Your objective: Extract each line of the entries below that contains the string "woman". Treat uppercase and lowercase letters as distinct.

═══ Input data

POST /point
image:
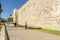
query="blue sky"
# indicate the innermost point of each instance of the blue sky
(9, 5)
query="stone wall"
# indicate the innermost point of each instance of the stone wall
(40, 13)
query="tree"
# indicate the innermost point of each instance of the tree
(10, 19)
(0, 10)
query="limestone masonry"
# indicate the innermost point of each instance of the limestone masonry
(39, 13)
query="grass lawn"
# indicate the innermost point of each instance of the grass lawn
(46, 30)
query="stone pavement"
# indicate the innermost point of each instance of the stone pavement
(2, 33)
(17, 33)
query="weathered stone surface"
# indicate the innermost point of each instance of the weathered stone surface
(40, 13)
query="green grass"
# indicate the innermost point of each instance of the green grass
(44, 30)
(51, 31)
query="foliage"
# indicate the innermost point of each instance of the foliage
(10, 19)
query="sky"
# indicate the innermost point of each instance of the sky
(9, 5)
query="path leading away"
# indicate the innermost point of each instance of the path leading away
(17, 33)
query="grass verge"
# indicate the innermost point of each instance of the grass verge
(47, 30)
(44, 30)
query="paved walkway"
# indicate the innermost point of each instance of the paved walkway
(17, 33)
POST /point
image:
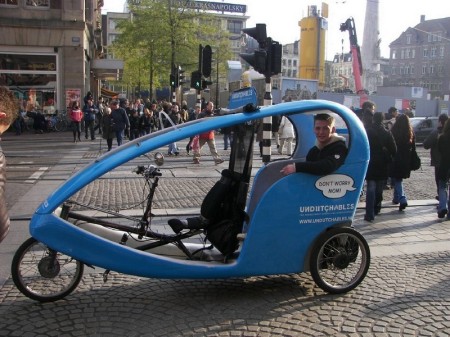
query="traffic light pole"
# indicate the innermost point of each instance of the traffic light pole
(267, 124)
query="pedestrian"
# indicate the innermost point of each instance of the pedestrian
(275, 127)
(174, 119)
(327, 155)
(101, 110)
(382, 150)
(76, 116)
(401, 165)
(287, 134)
(430, 143)
(120, 121)
(207, 138)
(147, 123)
(390, 117)
(444, 171)
(259, 135)
(193, 115)
(9, 108)
(227, 137)
(108, 132)
(134, 124)
(90, 111)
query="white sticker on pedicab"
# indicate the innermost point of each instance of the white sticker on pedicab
(335, 186)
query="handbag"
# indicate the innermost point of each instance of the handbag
(415, 162)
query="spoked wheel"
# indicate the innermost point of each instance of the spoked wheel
(340, 259)
(43, 274)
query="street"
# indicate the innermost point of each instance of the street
(406, 292)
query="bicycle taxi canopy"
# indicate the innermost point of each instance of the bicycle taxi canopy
(285, 213)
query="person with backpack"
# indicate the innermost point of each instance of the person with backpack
(90, 110)
(76, 116)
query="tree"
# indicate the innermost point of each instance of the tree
(160, 35)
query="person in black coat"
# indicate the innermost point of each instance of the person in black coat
(382, 150)
(327, 155)
(430, 143)
(444, 171)
(401, 165)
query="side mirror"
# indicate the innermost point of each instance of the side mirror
(159, 158)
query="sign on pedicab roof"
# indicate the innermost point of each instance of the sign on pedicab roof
(243, 97)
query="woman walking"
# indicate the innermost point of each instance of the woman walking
(401, 165)
(76, 115)
(444, 170)
(108, 131)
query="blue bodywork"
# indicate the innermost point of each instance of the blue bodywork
(287, 213)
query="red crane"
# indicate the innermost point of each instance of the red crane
(356, 58)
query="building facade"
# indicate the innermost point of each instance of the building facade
(420, 57)
(341, 74)
(47, 49)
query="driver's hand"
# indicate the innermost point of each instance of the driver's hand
(288, 169)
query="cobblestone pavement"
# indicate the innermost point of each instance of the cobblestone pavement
(401, 296)
(406, 291)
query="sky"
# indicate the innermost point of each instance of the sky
(282, 17)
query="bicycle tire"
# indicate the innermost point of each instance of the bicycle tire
(43, 274)
(340, 259)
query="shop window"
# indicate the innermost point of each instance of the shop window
(41, 4)
(9, 2)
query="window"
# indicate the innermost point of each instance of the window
(9, 2)
(235, 26)
(408, 39)
(38, 3)
(433, 52)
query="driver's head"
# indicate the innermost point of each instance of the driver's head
(324, 128)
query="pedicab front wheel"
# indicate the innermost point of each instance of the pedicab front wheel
(340, 259)
(44, 274)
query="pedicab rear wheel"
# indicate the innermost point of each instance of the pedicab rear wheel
(44, 274)
(339, 260)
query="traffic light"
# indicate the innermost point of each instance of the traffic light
(196, 80)
(257, 59)
(276, 53)
(258, 33)
(206, 61)
(173, 81)
(267, 58)
(205, 84)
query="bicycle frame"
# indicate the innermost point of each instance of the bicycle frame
(286, 213)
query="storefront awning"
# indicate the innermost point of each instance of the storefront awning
(108, 69)
(109, 94)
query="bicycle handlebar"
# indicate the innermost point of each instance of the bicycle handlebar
(148, 172)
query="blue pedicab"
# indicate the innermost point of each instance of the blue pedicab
(275, 224)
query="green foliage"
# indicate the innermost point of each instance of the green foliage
(160, 35)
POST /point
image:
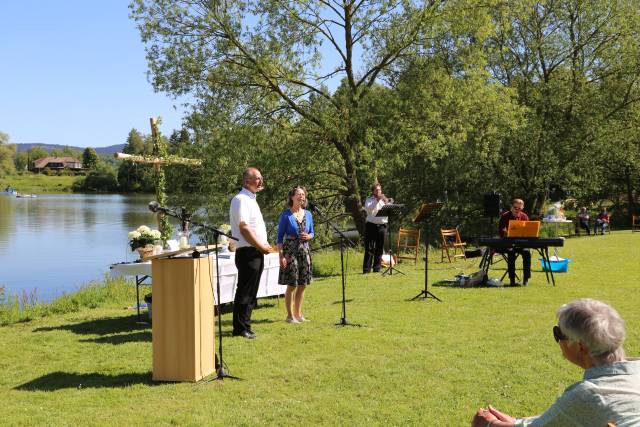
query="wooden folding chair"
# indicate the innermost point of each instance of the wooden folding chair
(408, 245)
(451, 242)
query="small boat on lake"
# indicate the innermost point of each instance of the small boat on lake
(9, 191)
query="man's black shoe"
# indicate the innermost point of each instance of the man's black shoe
(245, 334)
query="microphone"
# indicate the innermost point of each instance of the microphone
(314, 208)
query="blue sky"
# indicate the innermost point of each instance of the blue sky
(74, 73)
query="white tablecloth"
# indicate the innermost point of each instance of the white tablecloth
(228, 276)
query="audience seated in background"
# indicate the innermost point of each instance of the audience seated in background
(590, 334)
(583, 220)
(602, 222)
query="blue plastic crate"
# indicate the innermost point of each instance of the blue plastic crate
(560, 266)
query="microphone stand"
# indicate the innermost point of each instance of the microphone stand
(343, 240)
(221, 374)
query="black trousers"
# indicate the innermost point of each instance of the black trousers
(511, 264)
(250, 263)
(373, 246)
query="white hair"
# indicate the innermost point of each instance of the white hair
(595, 324)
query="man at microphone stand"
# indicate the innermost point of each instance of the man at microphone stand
(375, 230)
(248, 226)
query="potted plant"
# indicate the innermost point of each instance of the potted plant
(142, 240)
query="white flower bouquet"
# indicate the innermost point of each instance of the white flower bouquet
(142, 237)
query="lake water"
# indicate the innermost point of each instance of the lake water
(54, 244)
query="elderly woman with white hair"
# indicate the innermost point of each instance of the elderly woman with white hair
(590, 334)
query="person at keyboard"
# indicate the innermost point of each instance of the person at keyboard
(515, 213)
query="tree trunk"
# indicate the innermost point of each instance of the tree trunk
(352, 200)
(631, 203)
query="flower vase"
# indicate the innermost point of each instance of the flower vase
(145, 251)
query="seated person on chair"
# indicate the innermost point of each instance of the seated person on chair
(590, 334)
(583, 220)
(602, 222)
(516, 214)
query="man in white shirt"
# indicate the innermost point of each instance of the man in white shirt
(375, 229)
(248, 226)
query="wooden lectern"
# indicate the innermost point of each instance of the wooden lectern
(183, 324)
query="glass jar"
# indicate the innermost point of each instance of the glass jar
(183, 240)
(157, 247)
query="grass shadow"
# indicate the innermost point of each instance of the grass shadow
(106, 326)
(121, 338)
(63, 380)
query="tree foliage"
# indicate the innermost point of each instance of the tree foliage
(437, 100)
(7, 153)
(89, 158)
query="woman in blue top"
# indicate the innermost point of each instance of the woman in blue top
(295, 229)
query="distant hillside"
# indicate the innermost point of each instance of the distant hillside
(50, 147)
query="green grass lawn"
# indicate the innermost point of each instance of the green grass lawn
(410, 363)
(38, 184)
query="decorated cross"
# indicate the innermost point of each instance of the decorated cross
(159, 158)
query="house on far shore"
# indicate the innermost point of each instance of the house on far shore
(57, 163)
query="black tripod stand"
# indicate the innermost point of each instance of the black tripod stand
(344, 241)
(390, 210)
(214, 233)
(427, 212)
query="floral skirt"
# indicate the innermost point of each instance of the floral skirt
(298, 269)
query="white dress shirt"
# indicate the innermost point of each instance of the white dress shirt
(244, 208)
(372, 206)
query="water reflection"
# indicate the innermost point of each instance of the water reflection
(55, 244)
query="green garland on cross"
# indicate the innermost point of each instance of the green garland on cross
(160, 151)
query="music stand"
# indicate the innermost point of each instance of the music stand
(389, 210)
(425, 215)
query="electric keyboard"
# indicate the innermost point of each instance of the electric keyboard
(520, 242)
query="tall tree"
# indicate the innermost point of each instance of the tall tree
(557, 55)
(261, 61)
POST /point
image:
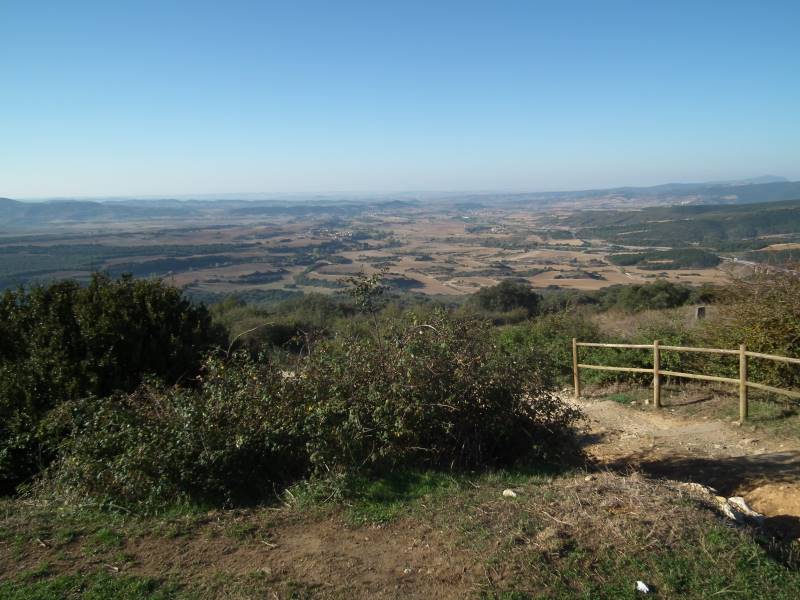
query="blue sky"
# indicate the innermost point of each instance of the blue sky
(180, 98)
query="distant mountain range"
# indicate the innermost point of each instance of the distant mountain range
(16, 214)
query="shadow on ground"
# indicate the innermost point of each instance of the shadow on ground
(729, 475)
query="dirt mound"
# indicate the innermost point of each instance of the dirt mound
(765, 472)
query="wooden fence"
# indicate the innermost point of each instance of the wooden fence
(743, 353)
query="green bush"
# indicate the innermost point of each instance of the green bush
(762, 312)
(229, 440)
(436, 393)
(62, 342)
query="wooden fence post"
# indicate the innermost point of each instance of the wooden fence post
(656, 375)
(743, 384)
(575, 376)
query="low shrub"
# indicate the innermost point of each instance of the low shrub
(63, 341)
(227, 441)
(436, 393)
(762, 312)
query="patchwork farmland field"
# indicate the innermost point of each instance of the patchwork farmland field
(434, 248)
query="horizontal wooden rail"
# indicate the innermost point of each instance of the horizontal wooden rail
(597, 345)
(769, 388)
(707, 350)
(608, 368)
(795, 361)
(700, 376)
(657, 372)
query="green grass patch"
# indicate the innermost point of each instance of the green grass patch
(97, 586)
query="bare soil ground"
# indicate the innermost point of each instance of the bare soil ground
(736, 460)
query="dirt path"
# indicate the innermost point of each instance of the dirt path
(733, 460)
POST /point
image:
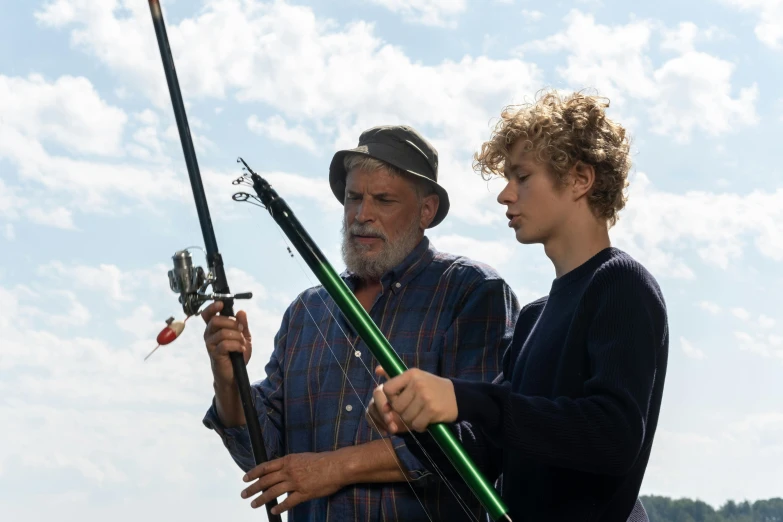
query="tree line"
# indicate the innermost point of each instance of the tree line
(665, 509)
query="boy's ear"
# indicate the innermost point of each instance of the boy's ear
(582, 178)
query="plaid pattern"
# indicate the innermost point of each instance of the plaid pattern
(442, 313)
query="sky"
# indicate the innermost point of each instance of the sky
(95, 198)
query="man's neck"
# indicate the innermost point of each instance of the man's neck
(576, 243)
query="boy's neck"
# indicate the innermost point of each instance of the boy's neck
(575, 244)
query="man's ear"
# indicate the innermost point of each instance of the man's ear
(429, 207)
(582, 179)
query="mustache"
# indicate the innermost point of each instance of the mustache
(359, 229)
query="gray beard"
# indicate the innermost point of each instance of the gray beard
(372, 267)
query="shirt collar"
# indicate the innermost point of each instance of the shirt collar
(399, 276)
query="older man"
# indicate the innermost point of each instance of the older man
(442, 313)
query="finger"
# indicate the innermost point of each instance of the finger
(415, 415)
(209, 312)
(375, 419)
(292, 500)
(402, 401)
(272, 493)
(242, 320)
(225, 334)
(264, 483)
(422, 421)
(395, 386)
(380, 372)
(263, 469)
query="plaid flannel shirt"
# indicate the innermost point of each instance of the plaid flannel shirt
(442, 313)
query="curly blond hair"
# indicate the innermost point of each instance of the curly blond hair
(564, 130)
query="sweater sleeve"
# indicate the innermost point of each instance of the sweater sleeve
(602, 431)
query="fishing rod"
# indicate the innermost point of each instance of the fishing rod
(266, 197)
(191, 282)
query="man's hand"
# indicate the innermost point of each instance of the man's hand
(420, 399)
(379, 412)
(304, 476)
(222, 336)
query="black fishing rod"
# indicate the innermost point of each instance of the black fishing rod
(191, 282)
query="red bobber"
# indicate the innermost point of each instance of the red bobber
(168, 334)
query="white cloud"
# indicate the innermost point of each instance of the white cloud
(346, 80)
(680, 458)
(760, 344)
(740, 313)
(493, 253)
(532, 15)
(684, 37)
(711, 307)
(276, 128)
(439, 13)
(695, 95)
(109, 280)
(769, 29)
(660, 226)
(688, 93)
(68, 112)
(8, 232)
(343, 80)
(690, 350)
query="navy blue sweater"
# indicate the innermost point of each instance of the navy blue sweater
(570, 422)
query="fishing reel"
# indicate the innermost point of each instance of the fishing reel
(191, 283)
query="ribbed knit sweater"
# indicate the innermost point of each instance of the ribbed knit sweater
(570, 422)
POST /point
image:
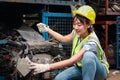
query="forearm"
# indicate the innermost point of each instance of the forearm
(56, 35)
(73, 60)
(61, 64)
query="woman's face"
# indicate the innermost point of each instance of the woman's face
(79, 27)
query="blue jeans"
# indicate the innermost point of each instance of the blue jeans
(92, 69)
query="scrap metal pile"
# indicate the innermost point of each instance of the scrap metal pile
(18, 43)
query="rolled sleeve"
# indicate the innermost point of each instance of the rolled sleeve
(90, 46)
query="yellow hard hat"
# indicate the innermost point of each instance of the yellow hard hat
(87, 12)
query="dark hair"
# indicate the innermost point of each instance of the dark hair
(84, 21)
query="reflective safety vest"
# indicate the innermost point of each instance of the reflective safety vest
(90, 38)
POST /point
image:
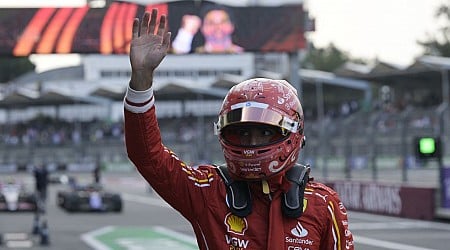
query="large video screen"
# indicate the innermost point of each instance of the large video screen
(196, 26)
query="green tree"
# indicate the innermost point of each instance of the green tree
(12, 67)
(439, 44)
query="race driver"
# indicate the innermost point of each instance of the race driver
(261, 198)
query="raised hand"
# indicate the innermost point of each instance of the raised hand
(149, 45)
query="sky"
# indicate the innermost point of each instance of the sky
(387, 30)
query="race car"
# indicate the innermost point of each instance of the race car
(87, 198)
(14, 197)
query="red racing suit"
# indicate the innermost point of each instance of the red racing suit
(199, 194)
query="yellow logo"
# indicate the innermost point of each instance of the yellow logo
(235, 224)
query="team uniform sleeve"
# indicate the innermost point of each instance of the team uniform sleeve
(338, 235)
(177, 183)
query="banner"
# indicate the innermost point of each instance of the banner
(196, 26)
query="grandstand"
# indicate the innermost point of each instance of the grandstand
(73, 115)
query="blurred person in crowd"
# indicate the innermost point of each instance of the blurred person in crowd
(41, 181)
(217, 29)
(261, 198)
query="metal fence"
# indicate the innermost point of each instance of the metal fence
(377, 146)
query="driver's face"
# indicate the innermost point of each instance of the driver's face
(217, 24)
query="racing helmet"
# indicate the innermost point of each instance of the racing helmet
(267, 104)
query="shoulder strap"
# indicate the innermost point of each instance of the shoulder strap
(292, 201)
(239, 198)
(238, 194)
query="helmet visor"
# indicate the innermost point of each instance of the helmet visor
(257, 115)
(251, 134)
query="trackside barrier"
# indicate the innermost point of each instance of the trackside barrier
(387, 199)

══════

Final answer:
query="woman walking"
# indicate the innermost point of each instance of the woman walking
query="elderly woman with white hair"
# indicate the innermost point of each instance of the elderly woman with white hair
query="woman in blue top"
# indicate the innermost point of each instance of the woman in blue top
query="woman's face"
# indicate the innermost point of each instance of the woman's face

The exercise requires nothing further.